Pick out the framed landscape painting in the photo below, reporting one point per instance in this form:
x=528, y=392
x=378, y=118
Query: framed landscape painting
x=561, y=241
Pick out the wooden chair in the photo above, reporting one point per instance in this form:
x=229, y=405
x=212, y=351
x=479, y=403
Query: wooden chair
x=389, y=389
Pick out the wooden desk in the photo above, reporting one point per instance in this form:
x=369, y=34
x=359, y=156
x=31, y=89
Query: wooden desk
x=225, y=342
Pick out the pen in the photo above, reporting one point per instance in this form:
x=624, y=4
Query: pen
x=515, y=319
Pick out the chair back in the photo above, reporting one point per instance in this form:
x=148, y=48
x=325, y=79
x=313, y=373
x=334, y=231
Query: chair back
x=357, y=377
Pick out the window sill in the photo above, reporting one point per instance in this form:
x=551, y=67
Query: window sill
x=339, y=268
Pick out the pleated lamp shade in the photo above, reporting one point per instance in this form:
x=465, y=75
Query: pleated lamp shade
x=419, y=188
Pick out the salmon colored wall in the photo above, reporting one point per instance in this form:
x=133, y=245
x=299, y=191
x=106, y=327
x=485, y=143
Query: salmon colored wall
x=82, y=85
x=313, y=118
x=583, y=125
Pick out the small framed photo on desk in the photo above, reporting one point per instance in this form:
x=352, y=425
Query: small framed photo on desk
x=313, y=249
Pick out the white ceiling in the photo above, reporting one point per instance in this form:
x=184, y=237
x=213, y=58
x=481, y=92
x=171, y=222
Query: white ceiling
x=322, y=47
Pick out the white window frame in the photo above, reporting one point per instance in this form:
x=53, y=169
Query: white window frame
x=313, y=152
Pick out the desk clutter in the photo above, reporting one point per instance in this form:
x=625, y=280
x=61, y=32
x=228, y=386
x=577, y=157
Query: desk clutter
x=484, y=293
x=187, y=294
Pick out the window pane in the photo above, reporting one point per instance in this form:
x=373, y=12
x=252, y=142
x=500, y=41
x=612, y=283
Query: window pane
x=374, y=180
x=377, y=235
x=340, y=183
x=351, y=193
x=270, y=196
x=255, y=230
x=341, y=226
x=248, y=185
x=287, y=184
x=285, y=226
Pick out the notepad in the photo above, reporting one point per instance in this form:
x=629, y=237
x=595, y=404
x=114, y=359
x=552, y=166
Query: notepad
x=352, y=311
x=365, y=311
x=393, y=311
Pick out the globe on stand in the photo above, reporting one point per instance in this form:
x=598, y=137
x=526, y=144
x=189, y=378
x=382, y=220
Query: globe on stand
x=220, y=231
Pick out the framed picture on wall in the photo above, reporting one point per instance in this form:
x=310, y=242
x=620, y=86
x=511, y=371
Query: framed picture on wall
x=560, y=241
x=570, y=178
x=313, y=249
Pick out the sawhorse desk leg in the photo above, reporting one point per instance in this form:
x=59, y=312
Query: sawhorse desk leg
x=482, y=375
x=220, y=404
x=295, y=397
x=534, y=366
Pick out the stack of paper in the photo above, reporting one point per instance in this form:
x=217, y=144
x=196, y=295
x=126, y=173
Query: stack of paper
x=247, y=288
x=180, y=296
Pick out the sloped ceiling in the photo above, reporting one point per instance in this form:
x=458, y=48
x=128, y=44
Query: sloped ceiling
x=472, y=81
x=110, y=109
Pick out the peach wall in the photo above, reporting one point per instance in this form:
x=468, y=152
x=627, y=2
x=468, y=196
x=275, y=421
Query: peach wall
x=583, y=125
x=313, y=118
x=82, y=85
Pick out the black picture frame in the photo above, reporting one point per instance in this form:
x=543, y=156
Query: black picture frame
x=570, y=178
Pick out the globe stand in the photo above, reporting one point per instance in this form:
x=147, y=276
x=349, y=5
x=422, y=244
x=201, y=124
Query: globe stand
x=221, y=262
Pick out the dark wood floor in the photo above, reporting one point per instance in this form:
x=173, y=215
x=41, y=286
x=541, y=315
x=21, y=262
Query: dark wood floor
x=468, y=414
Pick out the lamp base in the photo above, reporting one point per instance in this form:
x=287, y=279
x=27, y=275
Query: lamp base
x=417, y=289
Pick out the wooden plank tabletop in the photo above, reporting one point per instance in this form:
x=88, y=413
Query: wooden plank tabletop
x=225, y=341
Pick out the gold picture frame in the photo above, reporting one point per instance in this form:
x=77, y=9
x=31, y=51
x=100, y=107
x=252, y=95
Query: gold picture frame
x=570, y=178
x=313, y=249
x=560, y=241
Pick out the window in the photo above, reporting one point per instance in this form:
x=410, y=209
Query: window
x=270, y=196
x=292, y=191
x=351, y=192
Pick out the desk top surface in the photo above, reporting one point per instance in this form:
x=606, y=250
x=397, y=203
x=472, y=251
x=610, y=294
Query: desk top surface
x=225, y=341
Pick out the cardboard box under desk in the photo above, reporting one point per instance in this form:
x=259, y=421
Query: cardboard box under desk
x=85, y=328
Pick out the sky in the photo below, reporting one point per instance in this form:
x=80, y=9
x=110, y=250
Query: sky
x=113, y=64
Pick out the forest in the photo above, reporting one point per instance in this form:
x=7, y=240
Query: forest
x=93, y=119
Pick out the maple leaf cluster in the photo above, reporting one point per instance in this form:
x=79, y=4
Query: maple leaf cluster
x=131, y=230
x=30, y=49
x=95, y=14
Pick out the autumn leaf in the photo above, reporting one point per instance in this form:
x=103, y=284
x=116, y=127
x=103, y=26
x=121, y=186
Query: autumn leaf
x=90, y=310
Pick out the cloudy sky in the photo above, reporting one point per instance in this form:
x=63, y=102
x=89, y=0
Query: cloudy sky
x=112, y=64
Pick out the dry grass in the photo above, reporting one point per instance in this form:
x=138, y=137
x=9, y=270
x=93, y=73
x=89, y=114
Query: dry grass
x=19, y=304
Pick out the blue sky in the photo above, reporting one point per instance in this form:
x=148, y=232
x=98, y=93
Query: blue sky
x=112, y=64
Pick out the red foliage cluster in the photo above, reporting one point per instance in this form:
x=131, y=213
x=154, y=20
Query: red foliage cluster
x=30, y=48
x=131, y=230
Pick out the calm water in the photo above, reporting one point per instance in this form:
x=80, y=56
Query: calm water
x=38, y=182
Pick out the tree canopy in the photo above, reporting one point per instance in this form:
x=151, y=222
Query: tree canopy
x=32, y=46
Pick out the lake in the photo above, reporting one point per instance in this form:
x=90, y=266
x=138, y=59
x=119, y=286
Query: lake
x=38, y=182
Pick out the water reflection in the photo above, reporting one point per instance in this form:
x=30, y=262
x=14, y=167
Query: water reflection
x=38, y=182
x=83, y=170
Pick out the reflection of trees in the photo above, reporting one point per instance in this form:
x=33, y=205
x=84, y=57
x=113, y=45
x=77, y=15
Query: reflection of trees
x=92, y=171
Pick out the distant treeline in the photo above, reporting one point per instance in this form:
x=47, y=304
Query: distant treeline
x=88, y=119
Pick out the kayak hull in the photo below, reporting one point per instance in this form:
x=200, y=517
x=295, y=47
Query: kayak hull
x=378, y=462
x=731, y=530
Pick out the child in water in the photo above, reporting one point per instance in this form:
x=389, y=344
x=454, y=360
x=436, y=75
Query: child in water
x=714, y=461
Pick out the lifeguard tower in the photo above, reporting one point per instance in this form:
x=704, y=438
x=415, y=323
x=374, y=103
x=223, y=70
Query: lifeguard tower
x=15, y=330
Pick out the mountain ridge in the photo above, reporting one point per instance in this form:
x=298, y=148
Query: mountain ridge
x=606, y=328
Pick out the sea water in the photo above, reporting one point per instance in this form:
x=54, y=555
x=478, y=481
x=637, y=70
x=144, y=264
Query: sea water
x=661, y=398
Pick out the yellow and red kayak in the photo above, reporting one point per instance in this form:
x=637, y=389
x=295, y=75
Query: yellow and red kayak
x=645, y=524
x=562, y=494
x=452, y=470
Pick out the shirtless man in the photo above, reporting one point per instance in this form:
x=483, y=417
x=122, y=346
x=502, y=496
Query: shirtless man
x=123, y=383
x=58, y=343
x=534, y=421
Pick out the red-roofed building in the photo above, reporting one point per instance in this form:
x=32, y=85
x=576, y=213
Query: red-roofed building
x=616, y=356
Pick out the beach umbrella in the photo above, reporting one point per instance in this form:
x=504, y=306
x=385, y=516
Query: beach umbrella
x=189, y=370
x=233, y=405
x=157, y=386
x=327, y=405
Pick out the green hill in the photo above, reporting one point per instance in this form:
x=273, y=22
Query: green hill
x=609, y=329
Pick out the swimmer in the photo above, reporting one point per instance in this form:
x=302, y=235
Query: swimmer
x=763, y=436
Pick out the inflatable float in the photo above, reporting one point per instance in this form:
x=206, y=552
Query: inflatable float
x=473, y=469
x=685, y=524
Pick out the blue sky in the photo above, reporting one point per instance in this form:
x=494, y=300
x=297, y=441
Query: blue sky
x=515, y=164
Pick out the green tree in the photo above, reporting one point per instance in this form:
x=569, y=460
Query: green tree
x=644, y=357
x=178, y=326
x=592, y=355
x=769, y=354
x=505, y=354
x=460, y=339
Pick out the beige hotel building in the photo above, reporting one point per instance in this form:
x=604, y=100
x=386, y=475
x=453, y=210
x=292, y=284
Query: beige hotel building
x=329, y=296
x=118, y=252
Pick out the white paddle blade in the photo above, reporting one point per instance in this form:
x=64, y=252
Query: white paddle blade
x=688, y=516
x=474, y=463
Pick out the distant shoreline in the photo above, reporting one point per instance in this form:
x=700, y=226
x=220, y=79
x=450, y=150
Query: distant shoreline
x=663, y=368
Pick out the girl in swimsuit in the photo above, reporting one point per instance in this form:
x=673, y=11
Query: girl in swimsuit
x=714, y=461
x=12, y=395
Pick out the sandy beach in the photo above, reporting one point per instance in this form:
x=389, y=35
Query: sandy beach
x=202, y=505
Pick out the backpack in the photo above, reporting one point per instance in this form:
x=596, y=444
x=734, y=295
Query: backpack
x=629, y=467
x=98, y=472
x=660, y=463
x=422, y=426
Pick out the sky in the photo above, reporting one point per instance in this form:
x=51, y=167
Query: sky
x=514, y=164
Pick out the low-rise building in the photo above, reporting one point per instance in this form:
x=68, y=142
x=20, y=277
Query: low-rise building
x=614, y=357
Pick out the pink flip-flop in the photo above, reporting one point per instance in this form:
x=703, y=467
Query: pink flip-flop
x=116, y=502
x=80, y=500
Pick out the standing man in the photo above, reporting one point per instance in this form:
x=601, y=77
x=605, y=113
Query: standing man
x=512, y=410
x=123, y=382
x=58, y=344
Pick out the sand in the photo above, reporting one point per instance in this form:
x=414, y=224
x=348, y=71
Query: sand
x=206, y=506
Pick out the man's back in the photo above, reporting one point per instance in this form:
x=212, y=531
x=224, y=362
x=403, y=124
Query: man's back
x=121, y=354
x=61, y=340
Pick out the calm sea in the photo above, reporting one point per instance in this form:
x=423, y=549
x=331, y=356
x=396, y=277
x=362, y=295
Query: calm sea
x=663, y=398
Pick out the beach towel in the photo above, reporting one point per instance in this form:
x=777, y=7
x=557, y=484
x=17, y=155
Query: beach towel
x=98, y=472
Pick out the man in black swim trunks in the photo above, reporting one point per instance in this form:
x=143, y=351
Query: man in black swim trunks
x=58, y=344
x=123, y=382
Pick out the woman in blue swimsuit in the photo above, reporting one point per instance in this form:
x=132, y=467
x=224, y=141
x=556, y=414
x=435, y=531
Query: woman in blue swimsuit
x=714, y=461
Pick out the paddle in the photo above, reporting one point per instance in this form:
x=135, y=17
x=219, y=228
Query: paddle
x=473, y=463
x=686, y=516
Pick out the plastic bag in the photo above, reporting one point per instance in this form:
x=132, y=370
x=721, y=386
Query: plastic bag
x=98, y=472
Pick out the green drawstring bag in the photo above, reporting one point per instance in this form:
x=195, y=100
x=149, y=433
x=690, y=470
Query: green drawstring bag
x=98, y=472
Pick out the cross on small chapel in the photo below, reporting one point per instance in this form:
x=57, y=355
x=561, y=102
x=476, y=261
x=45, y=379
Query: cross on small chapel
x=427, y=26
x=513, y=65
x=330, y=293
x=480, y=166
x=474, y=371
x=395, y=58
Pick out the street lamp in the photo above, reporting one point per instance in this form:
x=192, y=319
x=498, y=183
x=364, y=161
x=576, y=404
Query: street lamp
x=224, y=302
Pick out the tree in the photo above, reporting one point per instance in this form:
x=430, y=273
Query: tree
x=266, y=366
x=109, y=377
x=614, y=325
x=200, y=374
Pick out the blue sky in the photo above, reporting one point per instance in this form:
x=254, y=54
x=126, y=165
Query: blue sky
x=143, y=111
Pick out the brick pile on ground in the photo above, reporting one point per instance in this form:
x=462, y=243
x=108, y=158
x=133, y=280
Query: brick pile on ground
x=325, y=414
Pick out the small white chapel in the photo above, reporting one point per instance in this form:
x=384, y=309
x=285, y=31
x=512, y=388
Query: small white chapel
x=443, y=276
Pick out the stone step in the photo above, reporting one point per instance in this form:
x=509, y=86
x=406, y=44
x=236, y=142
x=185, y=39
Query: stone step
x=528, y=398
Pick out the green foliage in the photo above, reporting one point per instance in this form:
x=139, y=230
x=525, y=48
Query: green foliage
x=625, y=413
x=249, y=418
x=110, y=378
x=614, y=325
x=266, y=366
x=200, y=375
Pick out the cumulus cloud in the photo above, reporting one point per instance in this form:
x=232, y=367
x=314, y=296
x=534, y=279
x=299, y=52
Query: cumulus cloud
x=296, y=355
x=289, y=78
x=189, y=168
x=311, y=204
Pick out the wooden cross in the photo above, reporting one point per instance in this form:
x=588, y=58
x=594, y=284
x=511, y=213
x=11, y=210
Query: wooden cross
•••••
> What is being asked
Where does "below" appear in the records above? Copy every line that has it.

> Reply to the task
Pick out the framed landscape painting in the photo below, reporting one point per instance in this form:
Pick out the sky in the photo below, reporting one point per instance in this form:
Pick out the kayak hull in the photo below, reporting one point per instance in this form:
Pick out the cross on small chapel in the photo below, reporting one point per instance in this form:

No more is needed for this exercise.